DESCRIPTION OF THE TASK: The lines from the start of the records through the one containing "Indicate the green tree with" are to be transcribed exactly, and nothing else.

Point localization data:
************
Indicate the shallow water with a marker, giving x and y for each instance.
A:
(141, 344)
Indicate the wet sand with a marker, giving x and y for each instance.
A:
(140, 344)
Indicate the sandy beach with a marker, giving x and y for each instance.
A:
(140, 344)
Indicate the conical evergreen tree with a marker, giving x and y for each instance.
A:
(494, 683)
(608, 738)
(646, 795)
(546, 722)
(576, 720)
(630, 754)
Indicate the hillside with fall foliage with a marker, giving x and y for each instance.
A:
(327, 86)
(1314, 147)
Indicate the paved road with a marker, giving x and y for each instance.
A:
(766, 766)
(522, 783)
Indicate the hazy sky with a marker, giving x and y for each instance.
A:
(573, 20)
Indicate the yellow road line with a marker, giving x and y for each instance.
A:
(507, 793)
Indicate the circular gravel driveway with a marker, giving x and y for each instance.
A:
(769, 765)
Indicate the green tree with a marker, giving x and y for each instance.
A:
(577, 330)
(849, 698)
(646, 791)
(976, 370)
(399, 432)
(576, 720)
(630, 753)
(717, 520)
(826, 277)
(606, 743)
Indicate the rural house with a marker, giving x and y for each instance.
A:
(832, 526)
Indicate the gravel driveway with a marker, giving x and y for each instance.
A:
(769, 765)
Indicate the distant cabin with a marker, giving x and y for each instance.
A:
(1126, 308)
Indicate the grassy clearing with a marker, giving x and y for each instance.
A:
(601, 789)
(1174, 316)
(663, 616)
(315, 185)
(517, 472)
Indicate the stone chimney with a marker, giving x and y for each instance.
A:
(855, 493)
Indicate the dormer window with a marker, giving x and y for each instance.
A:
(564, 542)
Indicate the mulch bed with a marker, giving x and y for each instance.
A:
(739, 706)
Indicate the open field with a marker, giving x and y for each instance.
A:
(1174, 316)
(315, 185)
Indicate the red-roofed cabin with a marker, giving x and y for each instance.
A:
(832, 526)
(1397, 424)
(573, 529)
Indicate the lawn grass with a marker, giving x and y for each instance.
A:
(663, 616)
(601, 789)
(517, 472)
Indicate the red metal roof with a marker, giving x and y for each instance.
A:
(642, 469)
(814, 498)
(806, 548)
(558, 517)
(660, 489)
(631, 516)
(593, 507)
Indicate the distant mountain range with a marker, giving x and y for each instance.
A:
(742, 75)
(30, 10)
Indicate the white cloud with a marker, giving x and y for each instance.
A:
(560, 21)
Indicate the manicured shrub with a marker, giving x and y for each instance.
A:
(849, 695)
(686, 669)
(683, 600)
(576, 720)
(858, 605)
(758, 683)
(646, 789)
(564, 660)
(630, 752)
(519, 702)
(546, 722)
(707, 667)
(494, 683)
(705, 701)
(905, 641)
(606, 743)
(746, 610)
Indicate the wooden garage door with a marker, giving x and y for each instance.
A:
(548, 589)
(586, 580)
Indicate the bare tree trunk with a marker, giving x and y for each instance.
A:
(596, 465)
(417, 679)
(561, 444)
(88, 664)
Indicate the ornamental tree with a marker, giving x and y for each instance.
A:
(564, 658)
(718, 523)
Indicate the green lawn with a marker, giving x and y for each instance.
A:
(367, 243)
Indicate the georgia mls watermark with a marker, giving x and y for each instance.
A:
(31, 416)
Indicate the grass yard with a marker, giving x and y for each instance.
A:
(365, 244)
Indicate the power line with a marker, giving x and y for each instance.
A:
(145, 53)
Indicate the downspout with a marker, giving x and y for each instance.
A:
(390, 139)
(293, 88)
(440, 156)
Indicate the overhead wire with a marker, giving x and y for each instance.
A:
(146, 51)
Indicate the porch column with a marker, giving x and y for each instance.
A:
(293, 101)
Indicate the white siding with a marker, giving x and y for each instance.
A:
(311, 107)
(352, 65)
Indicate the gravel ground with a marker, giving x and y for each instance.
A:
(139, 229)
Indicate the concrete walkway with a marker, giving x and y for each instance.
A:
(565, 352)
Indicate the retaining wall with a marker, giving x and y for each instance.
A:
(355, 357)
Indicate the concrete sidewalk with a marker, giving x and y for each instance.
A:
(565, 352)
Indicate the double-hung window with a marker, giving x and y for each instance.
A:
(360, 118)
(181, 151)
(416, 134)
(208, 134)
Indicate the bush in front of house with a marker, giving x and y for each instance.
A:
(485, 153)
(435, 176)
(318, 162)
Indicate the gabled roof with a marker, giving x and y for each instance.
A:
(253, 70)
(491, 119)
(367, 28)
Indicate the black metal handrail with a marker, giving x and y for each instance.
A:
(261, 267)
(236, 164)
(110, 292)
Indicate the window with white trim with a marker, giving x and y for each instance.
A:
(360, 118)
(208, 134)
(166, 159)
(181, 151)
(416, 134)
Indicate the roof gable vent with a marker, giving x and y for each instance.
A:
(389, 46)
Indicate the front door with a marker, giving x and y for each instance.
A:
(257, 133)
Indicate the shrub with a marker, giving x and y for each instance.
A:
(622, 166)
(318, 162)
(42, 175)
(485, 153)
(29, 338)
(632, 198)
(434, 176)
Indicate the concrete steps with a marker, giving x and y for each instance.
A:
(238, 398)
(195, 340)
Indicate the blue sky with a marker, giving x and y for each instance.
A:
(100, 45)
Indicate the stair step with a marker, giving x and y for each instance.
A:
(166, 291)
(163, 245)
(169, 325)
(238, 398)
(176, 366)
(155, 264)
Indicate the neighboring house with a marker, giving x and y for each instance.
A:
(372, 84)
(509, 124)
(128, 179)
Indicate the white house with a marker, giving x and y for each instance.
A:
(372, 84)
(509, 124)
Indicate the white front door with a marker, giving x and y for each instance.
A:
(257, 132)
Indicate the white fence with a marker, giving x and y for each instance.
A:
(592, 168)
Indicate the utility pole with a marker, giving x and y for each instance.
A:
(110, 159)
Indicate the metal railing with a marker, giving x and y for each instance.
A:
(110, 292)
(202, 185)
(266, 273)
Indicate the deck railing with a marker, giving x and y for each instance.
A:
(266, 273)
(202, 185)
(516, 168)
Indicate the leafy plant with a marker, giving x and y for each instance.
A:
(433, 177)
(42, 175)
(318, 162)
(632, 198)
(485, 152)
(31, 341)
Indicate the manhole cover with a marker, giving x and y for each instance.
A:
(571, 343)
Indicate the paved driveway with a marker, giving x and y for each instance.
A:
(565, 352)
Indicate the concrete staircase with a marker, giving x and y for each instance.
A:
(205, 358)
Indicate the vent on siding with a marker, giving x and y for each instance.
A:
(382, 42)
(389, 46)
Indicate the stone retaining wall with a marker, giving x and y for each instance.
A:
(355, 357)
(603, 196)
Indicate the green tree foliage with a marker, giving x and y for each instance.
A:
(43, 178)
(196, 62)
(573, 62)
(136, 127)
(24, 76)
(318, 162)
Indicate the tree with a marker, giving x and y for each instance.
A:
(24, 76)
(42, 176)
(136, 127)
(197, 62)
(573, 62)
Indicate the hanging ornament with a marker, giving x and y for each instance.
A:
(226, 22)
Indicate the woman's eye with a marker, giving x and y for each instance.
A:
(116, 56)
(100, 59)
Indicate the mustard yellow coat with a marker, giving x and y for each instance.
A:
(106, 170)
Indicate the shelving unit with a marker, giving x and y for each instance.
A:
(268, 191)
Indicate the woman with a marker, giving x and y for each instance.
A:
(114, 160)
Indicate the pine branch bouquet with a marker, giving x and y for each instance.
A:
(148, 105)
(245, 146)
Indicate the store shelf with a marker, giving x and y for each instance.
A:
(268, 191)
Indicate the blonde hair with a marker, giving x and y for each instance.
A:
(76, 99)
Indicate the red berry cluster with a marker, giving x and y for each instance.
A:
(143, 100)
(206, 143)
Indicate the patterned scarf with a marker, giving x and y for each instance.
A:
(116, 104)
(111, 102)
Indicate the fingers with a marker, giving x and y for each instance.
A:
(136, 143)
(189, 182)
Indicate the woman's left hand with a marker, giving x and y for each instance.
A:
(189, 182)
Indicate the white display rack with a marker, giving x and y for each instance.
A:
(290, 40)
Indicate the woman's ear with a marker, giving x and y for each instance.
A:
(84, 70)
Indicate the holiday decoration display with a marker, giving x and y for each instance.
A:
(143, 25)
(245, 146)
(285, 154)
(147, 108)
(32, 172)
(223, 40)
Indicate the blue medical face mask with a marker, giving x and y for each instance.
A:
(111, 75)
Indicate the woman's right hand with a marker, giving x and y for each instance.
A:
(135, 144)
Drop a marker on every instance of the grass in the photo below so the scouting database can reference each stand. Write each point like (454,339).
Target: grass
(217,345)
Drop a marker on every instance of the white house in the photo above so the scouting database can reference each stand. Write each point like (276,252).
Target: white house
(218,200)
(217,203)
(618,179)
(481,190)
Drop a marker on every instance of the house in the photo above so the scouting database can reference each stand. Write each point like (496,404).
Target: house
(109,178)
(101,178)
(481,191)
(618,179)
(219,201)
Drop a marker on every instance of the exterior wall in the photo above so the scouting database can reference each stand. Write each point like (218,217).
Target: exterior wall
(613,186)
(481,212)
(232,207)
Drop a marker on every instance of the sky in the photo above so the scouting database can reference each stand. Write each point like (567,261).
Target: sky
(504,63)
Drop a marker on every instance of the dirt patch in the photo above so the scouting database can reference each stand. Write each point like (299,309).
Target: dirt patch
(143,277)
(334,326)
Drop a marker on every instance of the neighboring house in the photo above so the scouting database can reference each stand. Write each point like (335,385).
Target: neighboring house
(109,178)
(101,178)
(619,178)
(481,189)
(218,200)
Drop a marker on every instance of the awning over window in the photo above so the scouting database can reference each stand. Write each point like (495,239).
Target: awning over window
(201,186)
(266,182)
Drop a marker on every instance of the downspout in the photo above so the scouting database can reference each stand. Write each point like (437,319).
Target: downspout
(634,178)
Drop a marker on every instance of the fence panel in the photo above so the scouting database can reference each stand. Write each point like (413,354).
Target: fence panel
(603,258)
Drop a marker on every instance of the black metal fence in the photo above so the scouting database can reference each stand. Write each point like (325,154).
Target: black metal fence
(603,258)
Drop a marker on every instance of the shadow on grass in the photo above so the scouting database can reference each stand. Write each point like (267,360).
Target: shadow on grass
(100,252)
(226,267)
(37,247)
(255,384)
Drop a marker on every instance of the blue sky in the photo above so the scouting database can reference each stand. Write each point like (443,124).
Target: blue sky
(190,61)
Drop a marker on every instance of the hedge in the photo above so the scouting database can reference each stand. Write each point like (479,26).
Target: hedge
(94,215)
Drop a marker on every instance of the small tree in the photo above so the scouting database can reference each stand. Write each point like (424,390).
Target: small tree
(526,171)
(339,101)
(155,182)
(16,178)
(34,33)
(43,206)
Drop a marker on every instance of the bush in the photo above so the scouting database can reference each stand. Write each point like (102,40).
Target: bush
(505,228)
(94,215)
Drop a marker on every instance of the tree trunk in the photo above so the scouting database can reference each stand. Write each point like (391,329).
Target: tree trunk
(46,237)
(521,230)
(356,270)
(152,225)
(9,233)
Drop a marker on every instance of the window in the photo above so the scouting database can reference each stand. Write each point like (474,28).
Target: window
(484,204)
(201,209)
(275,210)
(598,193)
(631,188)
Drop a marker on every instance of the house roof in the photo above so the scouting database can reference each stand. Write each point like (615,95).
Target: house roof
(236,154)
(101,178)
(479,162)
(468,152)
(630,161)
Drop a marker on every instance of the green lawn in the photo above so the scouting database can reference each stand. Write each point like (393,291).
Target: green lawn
************
TASK SOLUTION:
Indicate the shallow water with a marker, giving x and y for each instance.
A:
(141, 344)
Indicate the wet sand with a marker, giving x and y for each instance.
A:
(140, 344)
Indicate the sandy beach with a marker, giving x and y for each instance.
A:
(140, 344)
Indicate the conical evergreen tree with a marker, giving x and y for each instance.
A:
(494, 683)
(608, 738)
(646, 795)
(546, 722)
(576, 720)
(630, 754)
Indicate the hillside with fall foliage with a marker, giving x and y for each instance.
A:
(327, 86)
(1314, 147)
Indicate the paved road with a marker, giving x and y for each instance.
A:
(766, 766)
(522, 783)
Indicate the hazy sky with a marker, giving x and y for each instance.
A:
(573, 20)
Indicate the yellow road line with a marker, giving x and y for each instance.
A:
(507, 793)
Indicate the circular gravel driveway with a marker, giving x and y for each instance.
A:
(769, 765)
Indicate the green tree with a marker, giving x and y for each instance.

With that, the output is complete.